• [WHAT YOU ARE ASKED TO DO]: The lines below, beginning at the one that contains "of the reflective" and ending at the last, are to be retyped exactly.

• [Point-per-instance localization data]:
══════

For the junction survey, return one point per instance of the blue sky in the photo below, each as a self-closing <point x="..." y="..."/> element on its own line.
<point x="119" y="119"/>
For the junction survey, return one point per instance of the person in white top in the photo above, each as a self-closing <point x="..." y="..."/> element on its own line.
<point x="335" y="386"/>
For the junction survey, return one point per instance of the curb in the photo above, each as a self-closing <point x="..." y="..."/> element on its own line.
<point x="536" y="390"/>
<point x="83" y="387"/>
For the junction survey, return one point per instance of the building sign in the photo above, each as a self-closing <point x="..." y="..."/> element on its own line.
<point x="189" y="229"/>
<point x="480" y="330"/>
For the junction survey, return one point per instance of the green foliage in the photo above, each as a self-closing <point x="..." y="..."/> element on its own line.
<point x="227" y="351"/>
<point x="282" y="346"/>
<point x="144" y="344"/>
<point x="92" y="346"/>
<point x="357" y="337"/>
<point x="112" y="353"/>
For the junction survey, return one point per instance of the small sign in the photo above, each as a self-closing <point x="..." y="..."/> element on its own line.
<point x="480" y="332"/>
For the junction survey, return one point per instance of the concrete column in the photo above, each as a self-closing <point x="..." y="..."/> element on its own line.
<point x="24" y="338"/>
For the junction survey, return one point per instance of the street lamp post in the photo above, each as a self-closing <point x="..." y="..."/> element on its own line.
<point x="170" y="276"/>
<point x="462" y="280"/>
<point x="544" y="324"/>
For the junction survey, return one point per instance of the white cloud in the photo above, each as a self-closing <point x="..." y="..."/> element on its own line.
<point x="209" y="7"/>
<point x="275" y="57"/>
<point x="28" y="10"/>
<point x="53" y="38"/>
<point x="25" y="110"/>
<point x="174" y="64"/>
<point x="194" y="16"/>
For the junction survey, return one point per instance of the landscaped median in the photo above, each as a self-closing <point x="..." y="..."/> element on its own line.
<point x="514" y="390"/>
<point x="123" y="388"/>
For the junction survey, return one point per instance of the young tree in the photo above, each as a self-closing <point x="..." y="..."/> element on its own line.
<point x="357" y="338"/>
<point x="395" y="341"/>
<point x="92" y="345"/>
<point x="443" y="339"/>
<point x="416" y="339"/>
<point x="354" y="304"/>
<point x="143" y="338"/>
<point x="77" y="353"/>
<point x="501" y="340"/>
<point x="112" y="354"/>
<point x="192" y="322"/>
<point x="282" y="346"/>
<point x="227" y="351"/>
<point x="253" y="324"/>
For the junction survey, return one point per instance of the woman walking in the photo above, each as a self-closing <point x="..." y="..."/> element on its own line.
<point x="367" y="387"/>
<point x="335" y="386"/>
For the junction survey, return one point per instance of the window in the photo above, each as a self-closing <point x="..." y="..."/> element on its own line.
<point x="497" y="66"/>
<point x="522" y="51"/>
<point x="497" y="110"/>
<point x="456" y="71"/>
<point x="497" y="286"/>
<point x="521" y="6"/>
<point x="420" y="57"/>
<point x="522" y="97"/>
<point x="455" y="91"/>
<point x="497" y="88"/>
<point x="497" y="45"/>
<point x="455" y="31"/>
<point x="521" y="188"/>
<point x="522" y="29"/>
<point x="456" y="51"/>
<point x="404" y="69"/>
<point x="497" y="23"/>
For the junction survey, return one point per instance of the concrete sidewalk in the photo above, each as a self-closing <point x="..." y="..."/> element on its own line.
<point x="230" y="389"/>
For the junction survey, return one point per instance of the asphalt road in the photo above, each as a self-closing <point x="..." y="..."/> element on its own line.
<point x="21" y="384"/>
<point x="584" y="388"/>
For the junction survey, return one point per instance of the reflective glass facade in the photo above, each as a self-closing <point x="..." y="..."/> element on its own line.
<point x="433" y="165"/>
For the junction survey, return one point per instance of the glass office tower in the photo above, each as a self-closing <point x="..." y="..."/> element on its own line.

══════

• [RESPONSE TO THIS EXERCISE]:
For the junction survey, return one point per instance of the reflective glass facade in the photo above, each as a self-closing <point x="..." y="..."/> element on its own line.
<point x="433" y="165"/>
For the junction survey, return one point per instance of the glass office tower in the photo above, each as a self-closing <point x="..." y="..."/> element on its own line.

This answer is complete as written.